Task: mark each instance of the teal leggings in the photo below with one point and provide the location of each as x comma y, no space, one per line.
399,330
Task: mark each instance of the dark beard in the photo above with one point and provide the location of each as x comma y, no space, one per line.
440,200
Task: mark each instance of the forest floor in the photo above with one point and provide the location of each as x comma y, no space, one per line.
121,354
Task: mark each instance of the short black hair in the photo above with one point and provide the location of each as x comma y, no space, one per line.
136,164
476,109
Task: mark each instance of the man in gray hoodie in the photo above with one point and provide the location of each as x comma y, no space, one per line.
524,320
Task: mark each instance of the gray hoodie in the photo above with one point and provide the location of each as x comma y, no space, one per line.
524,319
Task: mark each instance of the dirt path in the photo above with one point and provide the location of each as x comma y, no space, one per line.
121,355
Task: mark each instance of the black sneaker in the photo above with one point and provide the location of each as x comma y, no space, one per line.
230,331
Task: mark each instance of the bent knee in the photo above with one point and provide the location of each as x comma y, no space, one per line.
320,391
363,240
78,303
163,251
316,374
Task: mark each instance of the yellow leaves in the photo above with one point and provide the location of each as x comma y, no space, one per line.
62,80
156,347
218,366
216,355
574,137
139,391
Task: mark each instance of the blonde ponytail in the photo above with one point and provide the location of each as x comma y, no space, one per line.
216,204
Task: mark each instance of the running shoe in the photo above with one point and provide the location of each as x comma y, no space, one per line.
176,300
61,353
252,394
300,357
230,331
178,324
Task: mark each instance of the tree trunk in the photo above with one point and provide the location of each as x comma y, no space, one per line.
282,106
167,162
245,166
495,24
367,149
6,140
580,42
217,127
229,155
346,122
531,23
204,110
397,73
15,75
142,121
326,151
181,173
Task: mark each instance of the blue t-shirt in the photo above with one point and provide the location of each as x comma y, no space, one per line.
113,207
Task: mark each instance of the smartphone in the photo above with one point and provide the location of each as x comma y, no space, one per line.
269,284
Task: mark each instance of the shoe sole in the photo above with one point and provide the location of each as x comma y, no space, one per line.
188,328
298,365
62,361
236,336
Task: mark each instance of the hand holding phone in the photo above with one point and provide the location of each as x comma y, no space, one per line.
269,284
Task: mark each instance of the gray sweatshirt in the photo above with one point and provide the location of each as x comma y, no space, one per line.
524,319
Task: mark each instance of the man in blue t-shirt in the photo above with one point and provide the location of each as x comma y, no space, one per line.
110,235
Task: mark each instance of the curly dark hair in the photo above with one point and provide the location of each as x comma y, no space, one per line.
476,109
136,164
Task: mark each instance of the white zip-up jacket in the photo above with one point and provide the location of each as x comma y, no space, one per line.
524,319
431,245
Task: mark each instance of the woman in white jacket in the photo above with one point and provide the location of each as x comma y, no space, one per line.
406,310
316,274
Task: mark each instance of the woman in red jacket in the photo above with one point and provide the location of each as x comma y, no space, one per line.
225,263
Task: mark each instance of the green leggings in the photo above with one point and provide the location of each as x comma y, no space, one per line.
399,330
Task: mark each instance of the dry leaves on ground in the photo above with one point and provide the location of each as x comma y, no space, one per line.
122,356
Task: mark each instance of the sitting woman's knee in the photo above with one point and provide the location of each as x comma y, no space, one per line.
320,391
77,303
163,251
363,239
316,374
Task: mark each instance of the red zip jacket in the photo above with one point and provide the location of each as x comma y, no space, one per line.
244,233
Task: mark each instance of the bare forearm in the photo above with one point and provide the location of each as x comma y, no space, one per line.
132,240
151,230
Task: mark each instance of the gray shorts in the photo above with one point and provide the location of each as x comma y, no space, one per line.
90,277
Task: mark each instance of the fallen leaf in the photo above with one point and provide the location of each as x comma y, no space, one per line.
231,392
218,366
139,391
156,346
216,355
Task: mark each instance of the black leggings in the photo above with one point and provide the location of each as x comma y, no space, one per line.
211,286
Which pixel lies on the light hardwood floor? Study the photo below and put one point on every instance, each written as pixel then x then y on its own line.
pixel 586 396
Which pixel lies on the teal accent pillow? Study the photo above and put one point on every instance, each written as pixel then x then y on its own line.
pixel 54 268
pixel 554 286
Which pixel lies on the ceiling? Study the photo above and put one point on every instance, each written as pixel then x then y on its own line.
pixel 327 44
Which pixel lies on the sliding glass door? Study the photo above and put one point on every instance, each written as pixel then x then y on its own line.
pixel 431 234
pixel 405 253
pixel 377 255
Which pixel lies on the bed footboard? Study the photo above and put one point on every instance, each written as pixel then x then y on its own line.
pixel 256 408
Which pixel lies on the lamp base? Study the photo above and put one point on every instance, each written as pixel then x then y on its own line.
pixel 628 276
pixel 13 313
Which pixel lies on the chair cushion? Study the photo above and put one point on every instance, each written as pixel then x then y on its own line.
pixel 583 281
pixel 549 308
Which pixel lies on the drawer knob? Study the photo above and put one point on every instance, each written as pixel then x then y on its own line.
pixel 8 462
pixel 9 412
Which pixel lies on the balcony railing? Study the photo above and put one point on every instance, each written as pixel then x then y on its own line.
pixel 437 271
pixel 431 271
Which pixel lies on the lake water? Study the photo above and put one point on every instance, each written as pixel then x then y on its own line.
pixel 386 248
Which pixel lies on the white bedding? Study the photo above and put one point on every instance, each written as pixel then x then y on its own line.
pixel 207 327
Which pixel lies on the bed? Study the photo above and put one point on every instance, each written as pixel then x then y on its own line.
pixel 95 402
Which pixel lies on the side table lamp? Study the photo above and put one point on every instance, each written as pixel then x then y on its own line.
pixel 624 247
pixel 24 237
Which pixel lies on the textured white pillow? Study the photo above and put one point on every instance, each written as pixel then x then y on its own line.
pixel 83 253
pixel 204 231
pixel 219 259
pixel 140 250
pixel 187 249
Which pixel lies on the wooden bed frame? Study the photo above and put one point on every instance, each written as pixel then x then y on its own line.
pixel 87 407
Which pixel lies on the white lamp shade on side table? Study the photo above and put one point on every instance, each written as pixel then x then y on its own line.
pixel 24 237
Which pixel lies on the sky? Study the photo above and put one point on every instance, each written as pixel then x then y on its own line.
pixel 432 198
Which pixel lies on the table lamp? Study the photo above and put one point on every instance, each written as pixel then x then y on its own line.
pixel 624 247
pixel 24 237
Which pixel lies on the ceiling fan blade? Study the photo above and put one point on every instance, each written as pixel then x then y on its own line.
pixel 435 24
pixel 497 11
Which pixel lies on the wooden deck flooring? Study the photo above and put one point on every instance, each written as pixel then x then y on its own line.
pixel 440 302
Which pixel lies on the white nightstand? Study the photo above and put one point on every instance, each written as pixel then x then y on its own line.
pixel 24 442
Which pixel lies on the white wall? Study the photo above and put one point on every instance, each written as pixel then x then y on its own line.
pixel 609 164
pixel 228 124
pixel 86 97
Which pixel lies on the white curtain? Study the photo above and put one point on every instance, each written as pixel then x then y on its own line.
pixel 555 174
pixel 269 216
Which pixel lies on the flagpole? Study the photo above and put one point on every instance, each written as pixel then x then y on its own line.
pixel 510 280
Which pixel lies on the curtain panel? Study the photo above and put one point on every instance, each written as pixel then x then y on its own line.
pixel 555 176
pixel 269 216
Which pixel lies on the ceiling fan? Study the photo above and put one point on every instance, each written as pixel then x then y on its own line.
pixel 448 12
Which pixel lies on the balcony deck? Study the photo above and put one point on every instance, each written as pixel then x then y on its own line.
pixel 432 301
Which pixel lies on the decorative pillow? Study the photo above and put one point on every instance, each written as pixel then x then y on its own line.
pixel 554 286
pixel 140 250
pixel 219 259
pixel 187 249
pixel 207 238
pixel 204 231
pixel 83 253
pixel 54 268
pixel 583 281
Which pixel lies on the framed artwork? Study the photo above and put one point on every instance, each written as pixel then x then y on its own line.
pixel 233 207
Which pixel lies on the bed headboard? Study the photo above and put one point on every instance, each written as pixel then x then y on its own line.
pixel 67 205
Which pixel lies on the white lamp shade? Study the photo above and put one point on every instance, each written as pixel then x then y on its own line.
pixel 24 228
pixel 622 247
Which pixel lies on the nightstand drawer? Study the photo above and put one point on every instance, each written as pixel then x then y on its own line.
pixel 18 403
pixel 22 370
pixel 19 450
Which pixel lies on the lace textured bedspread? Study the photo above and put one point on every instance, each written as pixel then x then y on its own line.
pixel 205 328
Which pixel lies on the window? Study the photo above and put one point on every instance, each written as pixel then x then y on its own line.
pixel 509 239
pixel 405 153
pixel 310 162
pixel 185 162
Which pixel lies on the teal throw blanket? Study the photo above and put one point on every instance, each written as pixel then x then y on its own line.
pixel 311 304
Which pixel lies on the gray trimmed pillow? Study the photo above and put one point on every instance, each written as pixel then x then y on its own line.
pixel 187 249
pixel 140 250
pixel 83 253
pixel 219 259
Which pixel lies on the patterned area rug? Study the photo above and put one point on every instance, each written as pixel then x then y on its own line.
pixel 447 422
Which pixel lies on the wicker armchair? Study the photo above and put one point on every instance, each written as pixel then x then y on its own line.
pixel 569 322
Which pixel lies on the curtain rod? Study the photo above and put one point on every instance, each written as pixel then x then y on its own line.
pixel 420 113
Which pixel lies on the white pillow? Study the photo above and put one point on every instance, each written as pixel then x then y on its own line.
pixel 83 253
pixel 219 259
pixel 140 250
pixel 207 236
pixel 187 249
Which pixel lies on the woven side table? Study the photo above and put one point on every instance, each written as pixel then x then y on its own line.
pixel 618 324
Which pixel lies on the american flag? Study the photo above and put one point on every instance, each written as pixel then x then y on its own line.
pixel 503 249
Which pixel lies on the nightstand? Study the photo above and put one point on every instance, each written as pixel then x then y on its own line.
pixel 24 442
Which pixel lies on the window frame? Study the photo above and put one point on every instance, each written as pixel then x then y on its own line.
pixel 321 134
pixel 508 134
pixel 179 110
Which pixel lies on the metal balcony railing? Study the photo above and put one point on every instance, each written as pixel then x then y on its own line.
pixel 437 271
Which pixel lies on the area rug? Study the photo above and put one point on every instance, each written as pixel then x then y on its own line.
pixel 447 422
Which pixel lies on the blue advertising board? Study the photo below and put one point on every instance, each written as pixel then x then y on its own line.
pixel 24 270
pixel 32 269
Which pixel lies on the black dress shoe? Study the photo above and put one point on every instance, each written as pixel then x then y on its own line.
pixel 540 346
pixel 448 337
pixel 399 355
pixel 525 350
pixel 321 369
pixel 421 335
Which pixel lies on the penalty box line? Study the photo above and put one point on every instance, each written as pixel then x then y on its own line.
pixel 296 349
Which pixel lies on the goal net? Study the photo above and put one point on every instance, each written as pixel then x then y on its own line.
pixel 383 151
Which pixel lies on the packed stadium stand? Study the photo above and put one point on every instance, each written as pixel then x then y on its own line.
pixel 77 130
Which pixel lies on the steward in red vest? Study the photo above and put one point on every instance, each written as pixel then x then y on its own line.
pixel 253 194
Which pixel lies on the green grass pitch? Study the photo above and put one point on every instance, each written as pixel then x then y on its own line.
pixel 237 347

INSTRUCTIONS TO FOLLOW —
Output the lines from the one with "Which pixel lies on the metal" to the final line of the entries above, exactly as they stand, please, and nothing else.

OUTPUT —
Which pixel lies on the metal balcony railing? Study the photo above and put one point on every instance, each written as pixel then x then y on its own line.
pixel 437 271
Which pixel lies on the area rug? Study the photo above and put one point on every instance, each written as pixel then x then y on its own line.
pixel 447 422
Which pixel lies on the blue advertising board? Study the photo below and put one point on every instance, each written as pixel then x then y on its own line.
pixel 24 270
pixel 32 269
Which pixel lies on the black dress shoe? Study the photo above and put one point on every instance, each written as pixel then x then y on its own line.
pixel 540 346
pixel 448 337
pixel 399 355
pixel 525 350
pixel 321 369
pixel 421 335
Which pixel lies on the penalty box line? Study the photo above and put one point on every instance, each written as pixel then x then y on its own line.
pixel 296 349
Which pixel lies on the goal net? Study the photo above and put one point on every instance, each written as pixel then x then y on its own line.
pixel 383 151
Which pixel lies on the packed stadium stand? Study the photo above and put one point on every instance, each written as pixel then x then y on its own line.
pixel 77 130
Which pixel lies on the steward in red vest? Study the photo above and put one point on every instance, each written as pixel then x then y on its own line.
pixel 253 194
Which pixel lies on the green grass pitch? Study the photo above and put one point on every instance, each written as pixel then x then y on its own line.
pixel 237 347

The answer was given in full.